### [TASK REQUIREMENTS]
Check every line of the data below for "tree". Copy each one that has it.

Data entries
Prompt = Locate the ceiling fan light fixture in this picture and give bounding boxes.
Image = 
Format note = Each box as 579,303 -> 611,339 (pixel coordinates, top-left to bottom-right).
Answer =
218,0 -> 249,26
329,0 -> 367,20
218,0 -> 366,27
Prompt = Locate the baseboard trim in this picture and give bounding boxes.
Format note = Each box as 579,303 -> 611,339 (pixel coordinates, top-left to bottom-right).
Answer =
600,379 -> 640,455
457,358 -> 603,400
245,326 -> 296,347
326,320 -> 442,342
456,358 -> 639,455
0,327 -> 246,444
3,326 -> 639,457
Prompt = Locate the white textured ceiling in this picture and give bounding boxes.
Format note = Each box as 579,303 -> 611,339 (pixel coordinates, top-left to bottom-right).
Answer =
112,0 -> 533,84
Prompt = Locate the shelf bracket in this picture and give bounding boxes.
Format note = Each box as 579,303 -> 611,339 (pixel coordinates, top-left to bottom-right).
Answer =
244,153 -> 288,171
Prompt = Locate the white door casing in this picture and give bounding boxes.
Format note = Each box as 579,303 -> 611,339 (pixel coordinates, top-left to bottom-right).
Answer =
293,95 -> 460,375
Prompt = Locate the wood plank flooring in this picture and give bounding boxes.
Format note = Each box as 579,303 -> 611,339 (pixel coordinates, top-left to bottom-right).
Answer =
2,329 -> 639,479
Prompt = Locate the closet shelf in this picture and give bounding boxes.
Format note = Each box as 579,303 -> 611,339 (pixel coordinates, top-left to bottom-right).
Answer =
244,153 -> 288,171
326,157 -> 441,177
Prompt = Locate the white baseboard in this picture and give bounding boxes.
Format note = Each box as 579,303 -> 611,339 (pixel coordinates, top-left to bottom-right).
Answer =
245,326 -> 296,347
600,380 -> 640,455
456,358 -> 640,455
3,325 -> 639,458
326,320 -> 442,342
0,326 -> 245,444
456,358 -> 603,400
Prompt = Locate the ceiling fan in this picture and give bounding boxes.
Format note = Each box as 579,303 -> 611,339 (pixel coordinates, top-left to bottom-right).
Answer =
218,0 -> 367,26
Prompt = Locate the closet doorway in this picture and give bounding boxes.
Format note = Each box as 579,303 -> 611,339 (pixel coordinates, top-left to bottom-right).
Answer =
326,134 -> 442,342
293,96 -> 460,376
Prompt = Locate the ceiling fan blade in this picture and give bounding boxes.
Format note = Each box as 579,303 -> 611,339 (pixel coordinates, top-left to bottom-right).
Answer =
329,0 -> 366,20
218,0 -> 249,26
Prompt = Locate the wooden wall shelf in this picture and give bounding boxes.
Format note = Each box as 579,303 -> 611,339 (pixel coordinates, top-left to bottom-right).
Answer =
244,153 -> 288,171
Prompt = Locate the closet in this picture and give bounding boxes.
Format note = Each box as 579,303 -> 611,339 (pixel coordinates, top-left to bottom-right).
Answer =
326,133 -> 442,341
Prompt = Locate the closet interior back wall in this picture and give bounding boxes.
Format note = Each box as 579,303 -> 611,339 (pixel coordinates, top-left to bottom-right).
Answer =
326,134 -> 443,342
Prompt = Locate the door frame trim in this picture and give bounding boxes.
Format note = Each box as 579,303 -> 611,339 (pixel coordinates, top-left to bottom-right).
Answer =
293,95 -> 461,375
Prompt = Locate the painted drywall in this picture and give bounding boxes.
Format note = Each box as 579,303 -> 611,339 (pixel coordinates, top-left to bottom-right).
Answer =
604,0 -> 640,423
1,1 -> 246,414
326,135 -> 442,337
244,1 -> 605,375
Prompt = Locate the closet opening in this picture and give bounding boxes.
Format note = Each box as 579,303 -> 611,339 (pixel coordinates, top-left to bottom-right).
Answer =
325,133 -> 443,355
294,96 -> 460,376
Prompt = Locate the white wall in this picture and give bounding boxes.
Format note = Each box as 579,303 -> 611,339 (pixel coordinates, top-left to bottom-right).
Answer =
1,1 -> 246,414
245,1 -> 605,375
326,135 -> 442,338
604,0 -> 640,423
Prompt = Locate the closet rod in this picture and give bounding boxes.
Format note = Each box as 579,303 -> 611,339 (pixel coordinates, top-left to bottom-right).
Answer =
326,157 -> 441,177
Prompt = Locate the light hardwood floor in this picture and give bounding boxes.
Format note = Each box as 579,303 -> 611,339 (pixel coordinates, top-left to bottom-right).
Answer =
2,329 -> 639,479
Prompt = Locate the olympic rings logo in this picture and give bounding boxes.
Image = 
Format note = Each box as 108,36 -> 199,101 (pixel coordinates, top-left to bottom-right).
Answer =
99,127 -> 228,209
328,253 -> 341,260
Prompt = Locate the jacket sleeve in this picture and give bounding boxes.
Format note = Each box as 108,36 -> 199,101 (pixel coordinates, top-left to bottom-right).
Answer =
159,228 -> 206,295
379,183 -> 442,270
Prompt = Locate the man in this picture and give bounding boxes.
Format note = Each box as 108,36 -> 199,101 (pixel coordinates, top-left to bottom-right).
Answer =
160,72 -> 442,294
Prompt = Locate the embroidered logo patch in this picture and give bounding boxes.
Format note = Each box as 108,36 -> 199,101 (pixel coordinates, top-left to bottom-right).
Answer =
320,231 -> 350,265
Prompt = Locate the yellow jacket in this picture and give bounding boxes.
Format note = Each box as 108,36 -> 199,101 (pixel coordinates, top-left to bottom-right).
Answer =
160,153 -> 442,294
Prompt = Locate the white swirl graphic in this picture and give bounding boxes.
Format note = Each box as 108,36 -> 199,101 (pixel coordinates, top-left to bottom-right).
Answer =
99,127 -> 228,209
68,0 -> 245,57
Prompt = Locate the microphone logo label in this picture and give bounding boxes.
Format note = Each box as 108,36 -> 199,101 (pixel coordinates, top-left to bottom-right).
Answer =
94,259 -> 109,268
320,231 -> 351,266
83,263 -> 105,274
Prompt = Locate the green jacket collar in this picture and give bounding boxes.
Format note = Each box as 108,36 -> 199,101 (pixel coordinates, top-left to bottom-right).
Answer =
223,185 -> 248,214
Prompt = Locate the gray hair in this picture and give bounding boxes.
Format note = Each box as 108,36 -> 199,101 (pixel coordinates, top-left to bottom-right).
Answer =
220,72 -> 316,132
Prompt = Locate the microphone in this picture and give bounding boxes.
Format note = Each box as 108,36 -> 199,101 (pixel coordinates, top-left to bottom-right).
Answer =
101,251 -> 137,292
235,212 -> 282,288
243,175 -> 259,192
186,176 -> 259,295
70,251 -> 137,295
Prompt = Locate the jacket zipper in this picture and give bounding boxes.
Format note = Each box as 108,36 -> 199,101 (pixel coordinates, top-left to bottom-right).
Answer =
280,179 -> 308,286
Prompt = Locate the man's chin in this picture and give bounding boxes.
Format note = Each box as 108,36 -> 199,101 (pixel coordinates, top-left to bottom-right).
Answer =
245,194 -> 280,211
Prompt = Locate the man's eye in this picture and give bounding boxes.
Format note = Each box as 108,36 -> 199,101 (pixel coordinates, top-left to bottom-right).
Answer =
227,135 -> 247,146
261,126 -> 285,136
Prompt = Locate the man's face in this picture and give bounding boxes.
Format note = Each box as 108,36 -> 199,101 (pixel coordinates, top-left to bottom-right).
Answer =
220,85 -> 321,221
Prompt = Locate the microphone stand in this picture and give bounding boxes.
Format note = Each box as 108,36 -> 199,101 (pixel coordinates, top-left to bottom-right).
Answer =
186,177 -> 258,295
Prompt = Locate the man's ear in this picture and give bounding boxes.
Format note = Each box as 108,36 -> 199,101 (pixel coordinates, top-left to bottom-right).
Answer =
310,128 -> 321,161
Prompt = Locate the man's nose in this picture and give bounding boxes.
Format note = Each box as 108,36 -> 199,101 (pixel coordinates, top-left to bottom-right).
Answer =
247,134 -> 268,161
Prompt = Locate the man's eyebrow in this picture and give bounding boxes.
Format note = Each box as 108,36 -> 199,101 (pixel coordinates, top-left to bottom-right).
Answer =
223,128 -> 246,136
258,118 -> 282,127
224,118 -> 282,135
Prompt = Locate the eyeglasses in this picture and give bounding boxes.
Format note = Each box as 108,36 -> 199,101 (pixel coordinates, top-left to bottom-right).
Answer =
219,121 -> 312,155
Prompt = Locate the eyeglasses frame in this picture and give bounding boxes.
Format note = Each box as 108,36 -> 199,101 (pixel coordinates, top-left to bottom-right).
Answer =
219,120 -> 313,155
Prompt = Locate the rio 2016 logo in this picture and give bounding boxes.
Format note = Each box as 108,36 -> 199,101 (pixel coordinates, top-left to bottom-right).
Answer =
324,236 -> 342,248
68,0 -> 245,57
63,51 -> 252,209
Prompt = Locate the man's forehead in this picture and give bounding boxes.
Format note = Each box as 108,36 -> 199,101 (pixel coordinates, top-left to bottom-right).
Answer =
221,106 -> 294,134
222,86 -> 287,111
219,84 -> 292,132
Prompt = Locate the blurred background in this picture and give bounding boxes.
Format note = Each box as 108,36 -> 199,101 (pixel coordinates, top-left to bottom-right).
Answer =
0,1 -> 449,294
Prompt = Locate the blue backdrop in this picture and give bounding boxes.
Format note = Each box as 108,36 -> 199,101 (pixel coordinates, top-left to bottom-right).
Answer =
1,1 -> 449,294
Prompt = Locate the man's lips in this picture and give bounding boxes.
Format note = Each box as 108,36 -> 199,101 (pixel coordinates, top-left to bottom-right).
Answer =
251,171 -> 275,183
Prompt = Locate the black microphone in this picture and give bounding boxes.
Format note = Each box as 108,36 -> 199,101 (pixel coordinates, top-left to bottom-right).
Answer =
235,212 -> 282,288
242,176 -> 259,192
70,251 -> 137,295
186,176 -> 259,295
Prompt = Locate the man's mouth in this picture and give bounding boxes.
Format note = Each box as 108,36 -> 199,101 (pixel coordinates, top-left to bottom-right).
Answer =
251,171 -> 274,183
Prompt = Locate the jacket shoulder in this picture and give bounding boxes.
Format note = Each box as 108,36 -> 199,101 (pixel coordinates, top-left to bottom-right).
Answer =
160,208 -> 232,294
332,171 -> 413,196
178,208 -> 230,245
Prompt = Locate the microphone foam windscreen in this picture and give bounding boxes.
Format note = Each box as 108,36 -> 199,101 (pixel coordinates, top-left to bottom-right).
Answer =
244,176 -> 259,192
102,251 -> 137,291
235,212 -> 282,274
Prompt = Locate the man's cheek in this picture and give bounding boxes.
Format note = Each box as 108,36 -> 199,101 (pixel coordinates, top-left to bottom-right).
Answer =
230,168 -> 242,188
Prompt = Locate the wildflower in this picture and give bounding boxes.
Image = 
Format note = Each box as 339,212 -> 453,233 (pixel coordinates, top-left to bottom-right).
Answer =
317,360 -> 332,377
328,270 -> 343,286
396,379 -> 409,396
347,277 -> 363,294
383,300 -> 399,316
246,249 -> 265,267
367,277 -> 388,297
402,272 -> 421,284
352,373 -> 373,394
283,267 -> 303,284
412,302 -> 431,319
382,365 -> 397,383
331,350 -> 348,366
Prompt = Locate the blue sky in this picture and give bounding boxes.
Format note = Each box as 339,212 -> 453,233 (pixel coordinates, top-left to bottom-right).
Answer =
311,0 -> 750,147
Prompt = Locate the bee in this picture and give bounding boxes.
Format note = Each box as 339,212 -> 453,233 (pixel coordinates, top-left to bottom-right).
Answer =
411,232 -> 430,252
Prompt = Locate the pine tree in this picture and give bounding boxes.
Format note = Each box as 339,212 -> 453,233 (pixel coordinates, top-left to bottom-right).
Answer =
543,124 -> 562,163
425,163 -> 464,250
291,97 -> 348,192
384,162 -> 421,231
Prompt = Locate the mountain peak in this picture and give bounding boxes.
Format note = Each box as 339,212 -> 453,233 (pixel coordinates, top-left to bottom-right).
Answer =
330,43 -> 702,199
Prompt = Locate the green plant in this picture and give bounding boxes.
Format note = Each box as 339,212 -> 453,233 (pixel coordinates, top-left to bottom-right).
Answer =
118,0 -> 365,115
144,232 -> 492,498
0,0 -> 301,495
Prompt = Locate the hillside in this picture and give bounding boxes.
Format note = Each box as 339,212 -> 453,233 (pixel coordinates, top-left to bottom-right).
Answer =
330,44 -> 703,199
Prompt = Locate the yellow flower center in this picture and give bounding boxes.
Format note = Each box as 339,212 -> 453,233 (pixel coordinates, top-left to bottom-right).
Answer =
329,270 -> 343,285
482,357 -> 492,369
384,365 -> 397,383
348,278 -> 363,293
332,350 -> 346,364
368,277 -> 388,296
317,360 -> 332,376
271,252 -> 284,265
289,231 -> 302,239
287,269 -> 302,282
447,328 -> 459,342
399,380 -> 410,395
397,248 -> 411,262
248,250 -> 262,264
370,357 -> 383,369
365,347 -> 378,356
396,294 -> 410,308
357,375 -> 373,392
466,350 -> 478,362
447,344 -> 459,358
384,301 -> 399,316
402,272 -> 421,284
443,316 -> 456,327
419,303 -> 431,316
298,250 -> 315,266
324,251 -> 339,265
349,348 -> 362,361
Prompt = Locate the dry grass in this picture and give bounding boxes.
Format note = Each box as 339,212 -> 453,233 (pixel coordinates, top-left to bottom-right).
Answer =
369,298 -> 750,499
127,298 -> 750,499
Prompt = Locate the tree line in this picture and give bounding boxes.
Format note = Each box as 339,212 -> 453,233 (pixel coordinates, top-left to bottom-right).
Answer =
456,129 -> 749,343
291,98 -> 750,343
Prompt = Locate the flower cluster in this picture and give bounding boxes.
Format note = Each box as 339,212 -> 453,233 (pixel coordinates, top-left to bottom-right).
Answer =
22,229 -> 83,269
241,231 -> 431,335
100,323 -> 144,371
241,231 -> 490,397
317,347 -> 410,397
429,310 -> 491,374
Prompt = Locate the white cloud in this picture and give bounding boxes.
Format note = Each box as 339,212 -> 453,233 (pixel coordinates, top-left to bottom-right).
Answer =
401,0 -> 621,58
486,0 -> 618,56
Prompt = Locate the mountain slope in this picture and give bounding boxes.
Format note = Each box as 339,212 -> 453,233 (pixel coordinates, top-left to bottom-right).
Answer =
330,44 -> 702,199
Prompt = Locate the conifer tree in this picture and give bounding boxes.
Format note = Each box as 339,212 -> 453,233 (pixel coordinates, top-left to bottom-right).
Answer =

### [SOLUTION FOR THIS EXERCISE]
Prompt = Locate the pine tree in this picture and give bounding boxes.
Prompt = Locate the tree line in this picture and give bounding boxes.
Prompt = Locate the conifer tree in this picture and give bounding boxes.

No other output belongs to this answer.